* Brief: Find every line in the listing below that contains the word "blue" and copy each one. Match case exactly.

(Data items)
##########

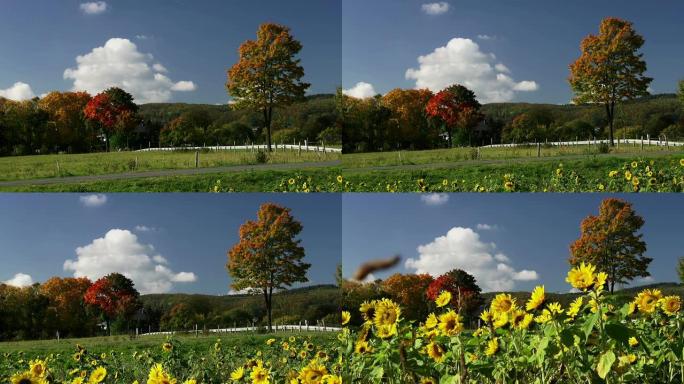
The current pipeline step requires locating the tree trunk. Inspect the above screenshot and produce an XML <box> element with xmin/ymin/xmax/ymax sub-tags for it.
<box><xmin>606</xmin><ymin>101</ymin><xmax>615</xmax><ymax>147</ymax></box>
<box><xmin>264</xmin><ymin>107</ymin><xmax>273</xmax><ymax>152</ymax></box>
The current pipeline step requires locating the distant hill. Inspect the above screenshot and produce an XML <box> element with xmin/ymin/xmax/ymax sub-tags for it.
<box><xmin>140</xmin><ymin>285</ymin><xmax>341</xmax><ymax>326</ymax></box>
<box><xmin>482</xmin><ymin>283</ymin><xmax>684</xmax><ymax>307</ymax></box>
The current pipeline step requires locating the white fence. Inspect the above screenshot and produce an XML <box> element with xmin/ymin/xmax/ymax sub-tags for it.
<box><xmin>139</xmin><ymin>324</ymin><xmax>342</xmax><ymax>336</ymax></box>
<box><xmin>136</xmin><ymin>143</ymin><xmax>342</xmax><ymax>153</ymax></box>
<box><xmin>480</xmin><ymin>138</ymin><xmax>684</xmax><ymax>148</ymax></box>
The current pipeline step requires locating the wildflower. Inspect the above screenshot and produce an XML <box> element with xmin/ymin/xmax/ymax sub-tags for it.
<box><xmin>29</xmin><ymin>360</ymin><xmax>47</xmax><ymax>377</ymax></box>
<box><xmin>426</xmin><ymin>341</ymin><xmax>446</xmax><ymax>363</ymax></box>
<box><xmin>636</xmin><ymin>289</ymin><xmax>662</xmax><ymax>313</ymax></box>
<box><xmin>525</xmin><ymin>285</ymin><xmax>544</xmax><ymax>311</ymax></box>
<box><xmin>435</xmin><ymin>291</ymin><xmax>451</xmax><ymax>307</ymax></box>
<box><xmin>342</xmin><ymin>311</ymin><xmax>351</xmax><ymax>325</ymax></box>
<box><xmin>565</xmin><ymin>263</ymin><xmax>596</xmax><ymax>291</ymax></box>
<box><xmin>438</xmin><ymin>310</ymin><xmax>463</xmax><ymax>336</ymax></box>
<box><xmin>594</xmin><ymin>272</ymin><xmax>608</xmax><ymax>291</ymax></box>
<box><xmin>373</xmin><ymin>299</ymin><xmax>401</xmax><ymax>328</ymax></box>
<box><xmin>230</xmin><ymin>367</ymin><xmax>245</xmax><ymax>381</ymax></box>
<box><xmin>480</xmin><ymin>309</ymin><xmax>492</xmax><ymax>323</ymax></box>
<box><xmin>491</xmin><ymin>293</ymin><xmax>515</xmax><ymax>314</ymax></box>
<box><xmin>660</xmin><ymin>296</ymin><xmax>682</xmax><ymax>316</ymax></box>
<box><xmin>249</xmin><ymin>361</ymin><xmax>270</xmax><ymax>384</ymax></box>
<box><xmin>88</xmin><ymin>367</ymin><xmax>107</xmax><ymax>384</ymax></box>
<box><xmin>566</xmin><ymin>296</ymin><xmax>582</xmax><ymax>319</ymax></box>
<box><xmin>299</xmin><ymin>360</ymin><xmax>328</xmax><ymax>384</ymax></box>
<box><xmin>354</xmin><ymin>340</ymin><xmax>372</xmax><ymax>355</ymax></box>
<box><xmin>10</xmin><ymin>371</ymin><xmax>47</xmax><ymax>384</ymax></box>
<box><xmin>627</xmin><ymin>336</ymin><xmax>639</xmax><ymax>347</ymax></box>
<box><xmin>425</xmin><ymin>313</ymin><xmax>439</xmax><ymax>329</ymax></box>
<box><xmin>485</xmin><ymin>337</ymin><xmax>499</xmax><ymax>356</ymax></box>
<box><xmin>547</xmin><ymin>302</ymin><xmax>563</xmax><ymax>315</ymax></box>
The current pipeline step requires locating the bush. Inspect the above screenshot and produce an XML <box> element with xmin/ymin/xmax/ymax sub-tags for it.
<box><xmin>254</xmin><ymin>151</ymin><xmax>268</xmax><ymax>164</ymax></box>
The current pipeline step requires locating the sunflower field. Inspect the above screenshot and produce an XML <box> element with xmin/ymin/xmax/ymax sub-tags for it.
<box><xmin>340</xmin><ymin>264</ymin><xmax>684</xmax><ymax>384</ymax></box>
<box><xmin>0</xmin><ymin>336</ymin><xmax>341</xmax><ymax>384</ymax></box>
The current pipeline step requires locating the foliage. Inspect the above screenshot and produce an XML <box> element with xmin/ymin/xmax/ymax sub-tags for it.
<box><xmin>83</xmin><ymin>272</ymin><xmax>140</xmax><ymax>333</ymax></box>
<box><xmin>226</xmin><ymin>23</ymin><xmax>310</xmax><ymax>152</ymax></box>
<box><xmin>226</xmin><ymin>203</ymin><xmax>311</xmax><ymax>330</ymax></box>
<box><xmin>568</xmin><ymin>17</ymin><xmax>653</xmax><ymax>146</ymax></box>
<box><xmin>569</xmin><ymin>198</ymin><xmax>653</xmax><ymax>293</ymax></box>
<box><xmin>425</xmin><ymin>84</ymin><xmax>483</xmax><ymax>148</ymax></box>
<box><xmin>342</xmin><ymin>264</ymin><xmax>684</xmax><ymax>383</ymax></box>
<box><xmin>0</xmin><ymin>332</ymin><xmax>341</xmax><ymax>384</ymax></box>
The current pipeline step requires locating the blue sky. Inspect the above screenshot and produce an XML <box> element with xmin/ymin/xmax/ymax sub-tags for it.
<box><xmin>0</xmin><ymin>0</ymin><xmax>342</xmax><ymax>104</ymax></box>
<box><xmin>342</xmin><ymin>193</ymin><xmax>684</xmax><ymax>292</ymax></box>
<box><xmin>342</xmin><ymin>0</ymin><xmax>684</xmax><ymax>103</ymax></box>
<box><xmin>0</xmin><ymin>193</ymin><xmax>341</xmax><ymax>294</ymax></box>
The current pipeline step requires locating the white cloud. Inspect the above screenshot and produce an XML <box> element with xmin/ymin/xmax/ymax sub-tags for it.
<box><xmin>171</xmin><ymin>81</ymin><xmax>197</xmax><ymax>91</ymax></box>
<box><xmin>80</xmin><ymin>1</ymin><xmax>107</xmax><ymax>15</ymax></box>
<box><xmin>64</xmin><ymin>229</ymin><xmax>197</xmax><ymax>294</ymax></box>
<box><xmin>64</xmin><ymin>38</ymin><xmax>196</xmax><ymax>104</ymax></box>
<box><xmin>342</xmin><ymin>81</ymin><xmax>378</xmax><ymax>99</ymax></box>
<box><xmin>420</xmin><ymin>193</ymin><xmax>449</xmax><ymax>205</ymax></box>
<box><xmin>3</xmin><ymin>273</ymin><xmax>33</xmax><ymax>288</ymax></box>
<box><xmin>78</xmin><ymin>195</ymin><xmax>107</xmax><ymax>207</ymax></box>
<box><xmin>0</xmin><ymin>81</ymin><xmax>36</xmax><ymax>101</ymax></box>
<box><xmin>133</xmin><ymin>224</ymin><xmax>157</xmax><ymax>232</ymax></box>
<box><xmin>406</xmin><ymin>38</ymin><xmax>538</xmax><ymax>103</ymax></box>
<box><xmin>405</xmin><ymin>227</ymin><xmax>539</xmax><ymax>291</ymax></box>
<box><xmin>420</xmin><ymin>1</ymin><xmax>449</xmax><ymax>15</ymax></box>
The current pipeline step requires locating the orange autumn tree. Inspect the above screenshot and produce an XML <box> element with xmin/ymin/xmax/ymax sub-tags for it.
<box><xmin>382</xmin><ymin>273</ymin><xmax>432</xmax><ymax>320</ymax></box>
<box><xmin>39</xmin><ymin>277</ymin><xmax>94</xmax><ymax>337</ymax></box>
<box><xmin>568</xmin><ymin>17</ymin><xmax>653</xmax><ymax>146</ymax></box>
<box><xmin>569</xmin><ymin>198</ymin><xmax>653</xmax><ymax>293</ymax></box>
<box><xmin>226</xmin><ymin>203</ymin><xmax>311</xmax><ymax>332</ymax></box>
<box><xmin>226</xmin><ymin>23</ymin><xmax>310</xmax><ymax>152</ymax></box>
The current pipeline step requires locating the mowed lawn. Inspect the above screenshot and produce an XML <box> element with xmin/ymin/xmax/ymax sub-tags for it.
<box><xmin>342</xmin><ymin>144</ymin><xmax>684</xmax><ymax>169</ymax></box>
<box><xmin>0</xmin><ymin>149</ymin><xmax>340</xmax><ymax>181</ymax></box>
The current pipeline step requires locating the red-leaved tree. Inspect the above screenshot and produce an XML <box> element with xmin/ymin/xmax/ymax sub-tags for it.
<box><xmin>425</xmin><ymin>84</ymin><xmax>484</xmax><ymax>148</ymax></box>
<box><xmin>83</xmin><ymin>273</ymin><xmax>140</xmax><ymax>335</ymax></box>
<box><xmin>426</xmin><ymin>269</ymin><xmax>483</xmax><ymax>316</ymax></box>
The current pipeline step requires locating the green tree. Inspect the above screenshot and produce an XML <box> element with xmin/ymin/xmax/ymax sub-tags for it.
<box><xmin>226</xmin><ymin>23</ymin><xmax>310</xmax><ymax>151</ymax></box>
<box><xmin>226</xmin><ymin>203</ymin><xmax>311</xmax><ymax>331</ymax></box>
<box><xmin>568</xmin><ymin>17</ymin><xmax>653</xmax><ymax>146</ymax></box>
<box><xmin>569</xmin><ymin>198</ymin><xmax>653</xmax><ymax>293</ymax></box>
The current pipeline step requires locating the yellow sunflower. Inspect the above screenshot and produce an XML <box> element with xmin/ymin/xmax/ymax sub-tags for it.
<box><xmin>660</xmin><ymin>296</ymin><xmax>682</xmax><ymax>316</ymax></box>
<box><xmin>373</xmin><ymin>299</ymin><xmax>401</xmax><ymax>328</ymax></box>
<box><xmin>565</xmin><ymin>263</ymin><xmax>596</xmax><ymax>291</ymax></box>
<box><xmin>435</xmin><ymin>291</ymin><xmax>451</xmax><ymax>308</ymax></box>
<box><xmin>636</xmin><ymin>289</ymin><xmax>663</xmax><ymax>313</ymax></box>
<box><xmin>425</xmin><ymin>341</ymin><xmax>446</xmax><ymax>363</ymax></box>
<box><xmin>438</xmin><ymin>310</ymin><xmax>463</xmax><ymax>336</ymax></box>
<box><xmin>525</xmin><ymin>285</ymin><xmax>544</xmax><ymax>311</ymax></box>
<box><xmin>490</xmin><ymin>293</ymin><xmax>515</xmax><ymax>315</ymax></box>
<box><xmin>485</xmin><ymin>337</ymin><xmax>499</xmax><ymax>356</ymax></box>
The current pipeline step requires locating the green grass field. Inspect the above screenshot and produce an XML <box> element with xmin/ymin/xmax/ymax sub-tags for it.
<box><xmin>0</xmin><ymin>332</ymin><xmax>341</xmax><ymax>384</ymax></box>
<box><xmin>0</xmin><ymin>331</ymin><xmax>335</xmax><ymax>357</ymax></box>
<box><xmin>342</xmin><ymin>144</ymin><xmax>684</xmax><ymax>169</ymax></box>
<box><xmin>0</xmin><ymin>150</ymin><xmax>340</xmax><ymax>181</ymax></box>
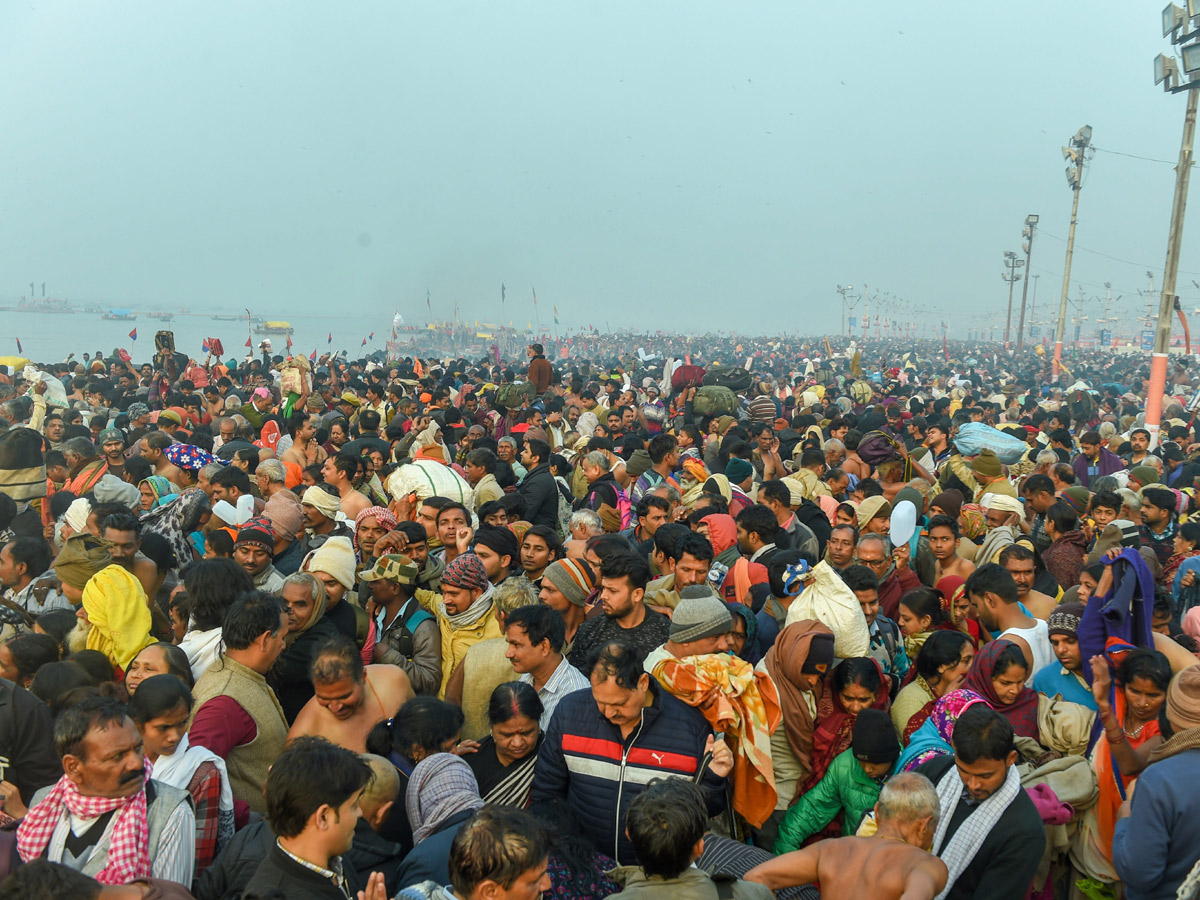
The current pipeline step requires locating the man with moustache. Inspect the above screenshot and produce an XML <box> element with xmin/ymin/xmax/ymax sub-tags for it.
<box><xmin>17</xmin><ymin>697</ymin><xmax>196</xmax><ymax>886</ymax></box>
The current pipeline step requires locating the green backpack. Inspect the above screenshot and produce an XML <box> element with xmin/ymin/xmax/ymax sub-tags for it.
<box><xmin>496</xmin><ymin>382</ymin><xmax>535</xmax><ymax>409</ymax></box>
<box><xmin>691</xmin><ymin>384</ymin><xmax>738</xmax><ymax>415</ymax></box>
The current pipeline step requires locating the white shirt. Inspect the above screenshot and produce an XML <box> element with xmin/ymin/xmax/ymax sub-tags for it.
<box><xmin>521</xmin><ymin>656</ymin><xmax>592</xmax><ymax>732</ymax></box>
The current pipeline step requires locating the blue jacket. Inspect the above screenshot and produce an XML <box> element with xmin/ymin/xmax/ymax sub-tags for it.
<box><xmin>1112</xmin><ymin>750</ymin><xmax>1200</xmax><ymax>900</ymax></box>
<box><xmin>530</xmin><ymin>678</ymin><xmax>726</xmax><ymax>865</ymax></box>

##########

* Completed task:
The current pipeline step requires locating the blue sky. Inspect the above screenshot and produce an XML <box> element with xmin/ymin/xmax/ymax sub-tags for it.
The current pipeline step requires locating the blue jacket. Inspect the above screenshot and produce an XML <box> element with xmin/ymin/xmax/ymax sub-tags for it.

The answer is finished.